Print the data that follows word for word, leaving out any picture.
------------------------------------------------
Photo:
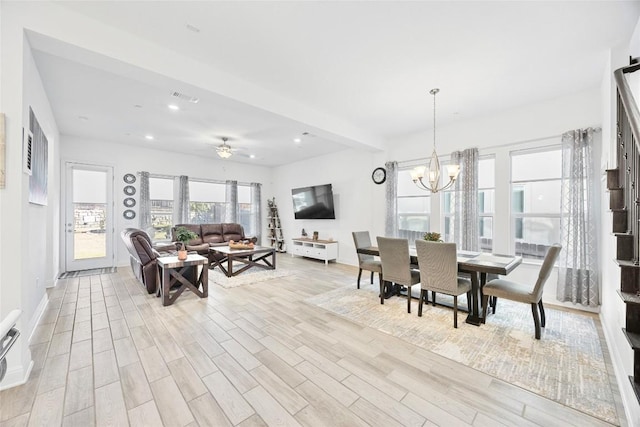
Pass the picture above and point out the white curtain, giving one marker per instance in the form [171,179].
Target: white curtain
[231,202]
[256,211]
[183,200]
[577,273]
[391,200]
[145,204]
[466,233]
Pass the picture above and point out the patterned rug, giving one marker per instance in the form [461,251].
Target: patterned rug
[90,272]
[249,277]
[566,365]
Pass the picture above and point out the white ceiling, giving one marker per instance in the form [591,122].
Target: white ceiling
[369,63]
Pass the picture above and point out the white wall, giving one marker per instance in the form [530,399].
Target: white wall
[356,197]
[125,159]
[361,203]
[29,232]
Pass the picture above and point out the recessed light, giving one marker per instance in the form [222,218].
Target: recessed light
[192,28]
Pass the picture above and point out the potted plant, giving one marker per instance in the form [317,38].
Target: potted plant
[432,236]
[183,236]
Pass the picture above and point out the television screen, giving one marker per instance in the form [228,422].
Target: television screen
[313,202]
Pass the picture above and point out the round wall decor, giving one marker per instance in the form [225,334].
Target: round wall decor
[379,175]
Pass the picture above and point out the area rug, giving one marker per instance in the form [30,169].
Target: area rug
[566,365]
[248,277]
[90,272]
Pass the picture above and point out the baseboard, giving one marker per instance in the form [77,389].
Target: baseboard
[35,319]
[627,393]
[16,376]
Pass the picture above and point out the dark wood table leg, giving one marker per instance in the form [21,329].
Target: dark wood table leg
[204,279]
[166,286]
[474,317]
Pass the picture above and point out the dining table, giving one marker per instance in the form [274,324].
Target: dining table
[477,264]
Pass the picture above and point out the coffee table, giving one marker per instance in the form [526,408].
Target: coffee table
[172,270]
[256,257]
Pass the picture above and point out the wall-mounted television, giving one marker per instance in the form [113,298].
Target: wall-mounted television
[315,202]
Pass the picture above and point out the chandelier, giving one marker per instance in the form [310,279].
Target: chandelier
[224,150]
[433,170]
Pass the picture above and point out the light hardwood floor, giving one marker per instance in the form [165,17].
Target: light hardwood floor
[107,353]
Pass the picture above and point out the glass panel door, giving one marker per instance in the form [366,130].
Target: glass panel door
[89,217]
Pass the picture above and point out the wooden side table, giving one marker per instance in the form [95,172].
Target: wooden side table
[173,270]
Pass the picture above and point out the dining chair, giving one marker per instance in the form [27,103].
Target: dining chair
[395,259]
[439,272]
[514,291]
[366,262]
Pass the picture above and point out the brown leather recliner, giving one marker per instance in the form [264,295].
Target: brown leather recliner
[212,235]
[143,256]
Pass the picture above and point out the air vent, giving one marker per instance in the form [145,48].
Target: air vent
[184,97]
[27,151]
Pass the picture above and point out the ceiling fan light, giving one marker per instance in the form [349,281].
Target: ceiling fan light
[224,151]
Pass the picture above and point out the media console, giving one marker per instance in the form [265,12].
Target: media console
[325,250]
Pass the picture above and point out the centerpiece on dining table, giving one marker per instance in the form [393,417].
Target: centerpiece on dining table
[242,244]
[432,236]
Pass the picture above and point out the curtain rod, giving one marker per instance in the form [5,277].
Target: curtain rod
[526,141]
[212,181]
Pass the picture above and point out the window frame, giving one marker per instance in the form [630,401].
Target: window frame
[515,216]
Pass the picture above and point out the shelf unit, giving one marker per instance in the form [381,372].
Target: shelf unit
[276,238]
[325,250]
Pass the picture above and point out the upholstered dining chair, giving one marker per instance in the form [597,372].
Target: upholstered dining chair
[366,262]
[396,268]
[439,272]
[501,288]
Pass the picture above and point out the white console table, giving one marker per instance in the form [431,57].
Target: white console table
[325,250]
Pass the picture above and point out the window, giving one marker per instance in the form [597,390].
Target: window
[486,196]
[486,202]
[413,208]
[161,195]
[206,202]
[536,178]
[244,209]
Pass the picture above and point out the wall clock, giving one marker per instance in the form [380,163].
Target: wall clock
[379,175]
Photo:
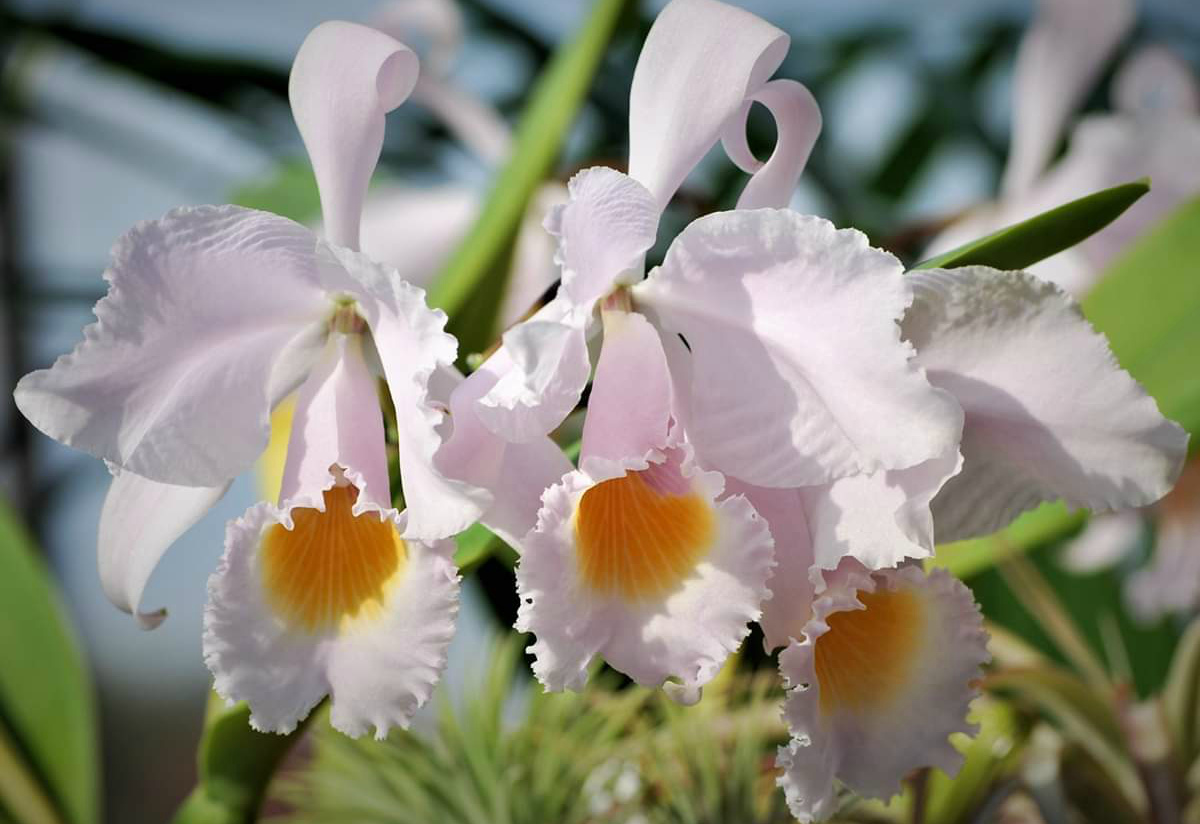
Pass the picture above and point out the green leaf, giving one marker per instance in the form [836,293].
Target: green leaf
[46,699]
[1149,306]
[477,545]
[480,264]
[289,192]
[1039,238]
[1081,714]
[235,767]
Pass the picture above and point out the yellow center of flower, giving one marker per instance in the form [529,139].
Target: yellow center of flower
[331,567]
[865,659]
[639,539]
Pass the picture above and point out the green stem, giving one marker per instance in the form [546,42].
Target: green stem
[479,266]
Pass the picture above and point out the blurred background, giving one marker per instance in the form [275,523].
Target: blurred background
[117,110]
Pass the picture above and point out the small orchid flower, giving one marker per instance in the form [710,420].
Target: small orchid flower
[1153,131]
[880,666]
[216,313]
[766,348]
[886,669]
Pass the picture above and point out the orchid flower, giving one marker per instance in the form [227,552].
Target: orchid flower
[214,314]
[1153,131]
[881,660]
[766,347]
[885,672]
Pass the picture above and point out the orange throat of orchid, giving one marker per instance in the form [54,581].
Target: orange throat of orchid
[331,569]
[867,657]
[640,536]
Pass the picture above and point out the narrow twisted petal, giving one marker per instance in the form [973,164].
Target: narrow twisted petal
[1059,59]
[799,376]
[138,523]
[604,230]
[515,475]
[797,124]
[346,77]
[541,368]
[214,314]
[337,421]
[700,62]
[885,673]
[629,409]
[791,584]
[413,344]
[1049,414]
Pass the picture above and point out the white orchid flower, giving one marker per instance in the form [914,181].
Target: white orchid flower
[216,313]
[766,347]
[1153,131]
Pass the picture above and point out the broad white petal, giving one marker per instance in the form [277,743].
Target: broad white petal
[675,607]
[378,663]
[337,421]
[797,124]
[700,62]
[799,374]
[346,77]
[885,674]
[543,366]
[214,314]
[139,521]
[881,519]
[1059,59]
[604,232]
[412,344]
[1048,412]
[629,409]
[515,475]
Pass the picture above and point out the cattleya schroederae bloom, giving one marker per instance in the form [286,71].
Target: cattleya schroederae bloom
[214,316]
[775,368]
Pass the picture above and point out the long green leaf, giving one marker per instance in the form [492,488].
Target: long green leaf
[46,699]
[1149,306]
[480,264]
[1038,238]
[235,767]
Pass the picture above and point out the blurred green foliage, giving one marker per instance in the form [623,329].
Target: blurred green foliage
[48,752]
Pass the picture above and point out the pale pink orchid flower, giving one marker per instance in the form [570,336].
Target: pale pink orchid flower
[1152,131]
[214,316]
[882,661]
[766,347]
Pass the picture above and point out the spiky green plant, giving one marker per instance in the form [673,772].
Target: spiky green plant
[514,755]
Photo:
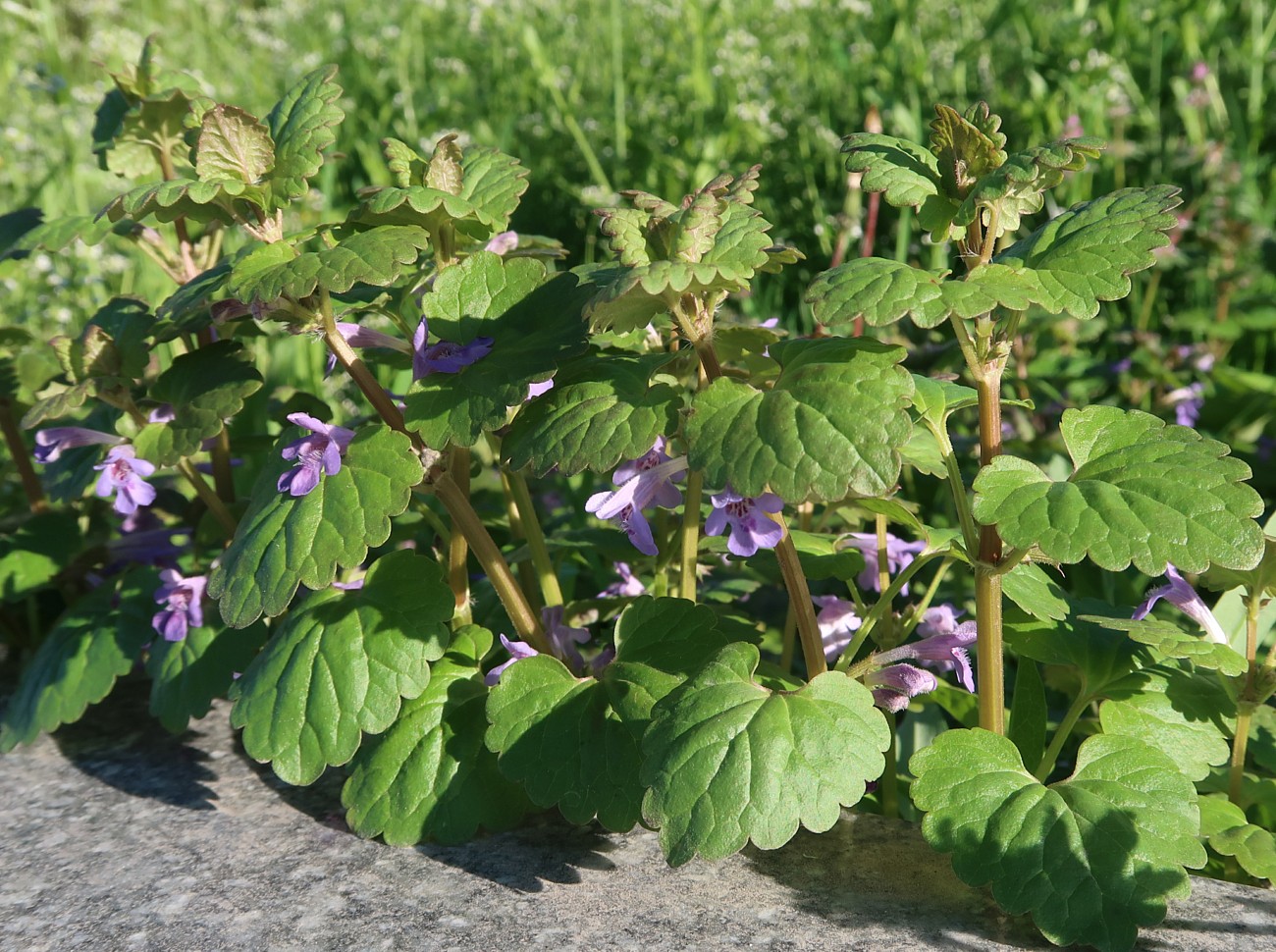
------------------------------------------------
EXERCISE OUTPUT:
Photo:
Pass the picture above and point out the white curtain, giving one marker per instance in the form [171,179].
Target: white curtain
[231,202]
[256,211]
[183,200]
[577,273]
[391,200]
[145,204]
[466,233]
Pass the picture above and point out the patterned rug, giving one marker per instance in the form [461,251].
Target: patterned rug
[90,272]
[249,277]
[566,365]
Pass the picture above and point out the white ceiling, giving one marker per instance in the form [591,122].
Target: white ceiling
[369,63]
Pass the picture above and point out the white wall, giving one marker per instance in the form [530,399].
Target: white wall
[356,197]
[125,159]
[361,203]
[29,232]
Pass the picture above and point out the recessed light, giving one marker per instance in the form [222,218].
Target: recessed light
[192,28]
Pass the picture above and point out the potted plant, giving one marker per instance in the form [317,38].
Target: potted plant
[432,236]
[183,236]
Pass the picture above and point out the television screen, giving one marker per instance in the form [228,422].
Target: television screen
[313,202]
Pass the picture above and point out the round wall decor, giving one marker per instance in the form [225,334].
Target: round wall decor
[379,175]
Pass the picture above and point out the area rug, giving one marker per instance in the form [30,169].
Target: area rug
[566,365]
[248,277]
[90,272]
Pass the picture above and point out the baseboard, giving one marker per instance in the form [77,389].
Target: baseboard
[35,319]
[627,393]
[16,376]
Pass the picture above and point out the dark wood table leg, giving one marker per instance in the form [21,329].
Target: dark wood table leg
[204,279]
[166,286]
[474,317]
Pass the picture above and point out the dining table, giving one marker per instance in the form [274,324].
Target: dining table
[477,264]
Pass the picture above and point out the coffee table, giving one marker per instance in the form [526,408].
Target: coffee table
[172,270]
[256,257]
Pass the picture above and point out the wall-mounted television, giving one marker per instance in the form [113,298].
Target: wall-mounted television
[315,202]
Pass the picture above and point out the chandelier, giving one marker per instance in the form [310,279].
Target: chandelier
[224,150]
[433,170]
Pass the picture above and point out the light hardwood floor, giving one marker per instance in the form [165,17].
Target: light hardwood floor
[107,353]
Pass the picture above and point out the glass panel door, giving one marker per instance in the form [366,130].
Target: glass panel door
[89,217]
Pass the picture above and point out the wooden side table, giving one marker per instance in the form [95,172].
Target: wooden side table
[173,270]
Pass the picture above and point out the dining chair, giving one marker per instance in the form [27,103].
Target: dining chair
[395,259]
[439,272]
[514,291]
[366,262]
Pass the picture above and point out the brown leather recliner, giving one marker per instance in the form [264,295].
Target: brown leather recliner
[212,235]
[143,256]
Pass the picture above and point out the air vent, giving one marker per instance in the form [145,48].
Target: air vent
[184,97]
[27,151]
Pass the picture above and point out the ceiling fan light, giving one marker per instance in the form [349,281].
Target: ceiling fan light
[224,151]
Pass the picture above and point out the media console, giving one marker per instance in the form [265,12].
Target: media console
[325,250]
Pass the picture above and point out the centerpiece on dining table, giving one marker per instance in the form [393,417].
Target: centerpiece on dining table
[242,244]
[432,236]
Pass the picture above and point out the curtain rod, giving one marker per instance in the form [5,277].
Target: curtain rod
[526,141]
[212,181]
Pass the picture above and point out the window frame, giving one marker per instance in the form [630,401].
Target: window frame
[515,216]
Pass the picture above and point out the shelf unit, giving one marker per instance in the form [381,372].
Target: shelf unit
[276,238]
[325,250]
Pass the picture above and point out the upholstered dining chair, giving one marker per instance in the form [597,372].
Target: upholstered dining chair
[366,262]
[396,268]
[439,272]
[501,288]
Pass the picture above and point out the white console table, giving one marker per instance in the form [431,57].
Target: white console table
[325,250]
Pass the picture above and point out the window, giving one marker per instance in the form [597,390].
Target: window
[486,196]
[486,202]
[413,208]
[161,195]
[206,202]
[536,178]
[244,209]
Pass the picture above and point out the wall clock, giving one marker per instance in the form [380,163].
Target: wall clock
[379,175]
Photo:
Pass the picture above and point out the green leaf, giving one marker per instance in the form [836,293].
Target: green leaf
[46,699]
[1149,306]
[477,545]
[480,264]
[289,192]
[1039,238]
[1081,714]
[235,767]
Pass the picture above and point out the yellow center of flower, giving one marker per instance in the form [529,139].
Target: yellow center of flower
[331,567]
[865,659]
[639,539]
Pass the picture above and point out the green stem, giving one marker per instance in the form [546,42].
Target: green stem
[479,266]
Pass the picture above and point out the blurred background, giving one marker per instance in the form [275,523].
Target: blurred background
[117,110]
Pass the picture above and point out the small orchid flower, giving one marker per instance in the form [710,420].
Target: small orchid flower
[1153,131]
[880,666]
[216,313]
[766,348]
[886,669]
Pass the picture above and point out the orchid flower, giving one marker per instance in the form [227,552].
Target: orchid flower
[214,314]
[1153,131]
[881,660]
[766,347]
[885,672]
Pass the picture above and point out the orange throat of orchid, giving one marker per instance in the form [54,581].
Target: orange throat of orchid
[331,569]
[867,657]
[640,536]
Pass the picture above and point out the narrow twisted petal, giving one marker per instance in the form [973,164].
Target: narrow twisted petal
[1059,59]
[799,376]
[138,523]
[604,230]
[515,475]
[797,124]
[346,77]
[541,368]
[214,314]
[337,421]
[700,62]
[885,673]
[629,409]
[791,584]
[413,344]
[1049,414]
Pass the picture above and point out the white orchid flower, giving one marker per instance in the form [914,181].
Target: white orchid flower
[216,313]
[766,347]
[1153,131]
Pass the picture above and point out the broad white petal, giving one marker per instance in the form [277,743].
Target: broad white petal
[675,607]
[378,663]
[337,421]
[797,124]
[700,62]
[799,374]
[346,77]
[885,674]
[543,366]
[214,314]
[139,521]
[881,519]
[1059,59]
[604,232]
[412,344]
[1048,412]
[629,409]
[515,475]
Pass the picture above and point out the cattleya schroederae bloom, giving one marker per instance in the form [286,71].
Target: cattleya schroederae bloom
[214,316]
[775,368]
Pass the picture above and point out the long green leaf, giving one marker per instance in the form [492,488].
Target: long green leaf
[46,699]
[1149,306]
[480,264]
[1038,238]
[235,767]
Pass the picture above and point out the blurred green foliage, giving one marker per instance in the form [623,329].
Target: blurred green foliage
[48,752]
Pass the picture above and point out the pale pink orchid flower, giving one marker per instance in the form [570,336].
Target: pale pink orchid flower
[1152,131]
[214,316]
[882,661]
[766,347]
Pass the picture above and point out the spiky green plant, giving one marker per instance in the form [673,772].
Target: spiky green plant
[514,755]
Photo:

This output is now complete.